EXERCISE DESCRIPTION: Write out again the lines from the one holding "[trace] concrete pier -> outlines" through the end of the items, inclusive, with their requests. Offset every x and y coordinate in their answers by -131.

Segmentation labeling entries:
___
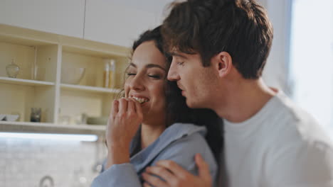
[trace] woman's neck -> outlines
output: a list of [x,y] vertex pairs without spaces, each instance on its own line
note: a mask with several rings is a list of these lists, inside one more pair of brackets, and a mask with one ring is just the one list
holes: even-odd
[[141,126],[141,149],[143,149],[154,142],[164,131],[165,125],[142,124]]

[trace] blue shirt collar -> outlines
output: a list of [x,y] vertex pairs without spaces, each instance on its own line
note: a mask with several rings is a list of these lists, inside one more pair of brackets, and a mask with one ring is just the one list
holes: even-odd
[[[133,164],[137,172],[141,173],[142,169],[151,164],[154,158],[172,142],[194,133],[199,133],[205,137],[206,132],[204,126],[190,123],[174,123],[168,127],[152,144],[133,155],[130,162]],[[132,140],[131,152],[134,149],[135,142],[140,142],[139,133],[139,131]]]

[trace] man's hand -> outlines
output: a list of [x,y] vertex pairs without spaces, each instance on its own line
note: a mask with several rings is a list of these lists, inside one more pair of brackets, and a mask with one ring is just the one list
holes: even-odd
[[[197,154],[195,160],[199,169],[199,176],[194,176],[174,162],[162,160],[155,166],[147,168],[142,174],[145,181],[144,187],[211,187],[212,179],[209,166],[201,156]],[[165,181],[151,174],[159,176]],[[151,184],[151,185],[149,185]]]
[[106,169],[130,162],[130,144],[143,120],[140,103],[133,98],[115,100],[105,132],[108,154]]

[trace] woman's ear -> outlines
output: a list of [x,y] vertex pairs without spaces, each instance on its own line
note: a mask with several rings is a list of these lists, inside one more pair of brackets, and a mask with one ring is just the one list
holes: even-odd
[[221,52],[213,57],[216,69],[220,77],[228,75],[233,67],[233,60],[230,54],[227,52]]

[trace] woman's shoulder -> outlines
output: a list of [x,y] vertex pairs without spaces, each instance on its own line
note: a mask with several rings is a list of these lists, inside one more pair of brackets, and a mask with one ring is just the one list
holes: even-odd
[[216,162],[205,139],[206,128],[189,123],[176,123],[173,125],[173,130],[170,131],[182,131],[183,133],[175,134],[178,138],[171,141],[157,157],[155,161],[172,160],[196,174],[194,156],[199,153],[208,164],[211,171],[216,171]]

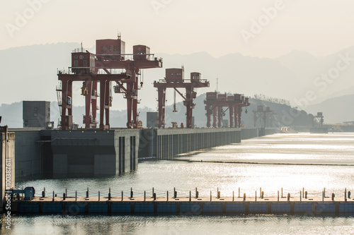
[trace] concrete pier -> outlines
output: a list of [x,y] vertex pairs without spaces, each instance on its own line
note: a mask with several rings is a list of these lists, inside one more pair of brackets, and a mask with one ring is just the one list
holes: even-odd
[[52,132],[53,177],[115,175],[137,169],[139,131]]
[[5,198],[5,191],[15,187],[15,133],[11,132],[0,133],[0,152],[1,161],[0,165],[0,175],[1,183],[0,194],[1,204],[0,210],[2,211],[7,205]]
___
WRITTEN RESPONSE:
[trace] concrete pier -> outlines
output: a list of [x,y] vertex pairs without spaces, each instance on its own line
note: a mask with several rings is a list of these lists, inside one more pair of brackets, and a mask with one ring is just the one list
holes: even-odd
[[-79,1],[-78,46],[-16,44],[6,38],[8,0]]
[[-126,67],[-126,60],[-116,56],[-116,2],[-120,1],[-131,2],[-131,21],[-130,30],[-131,34],[-131,44],[-130,52],[-131,63],[-130,73],[-131,79],[-129,80],[-124,74]]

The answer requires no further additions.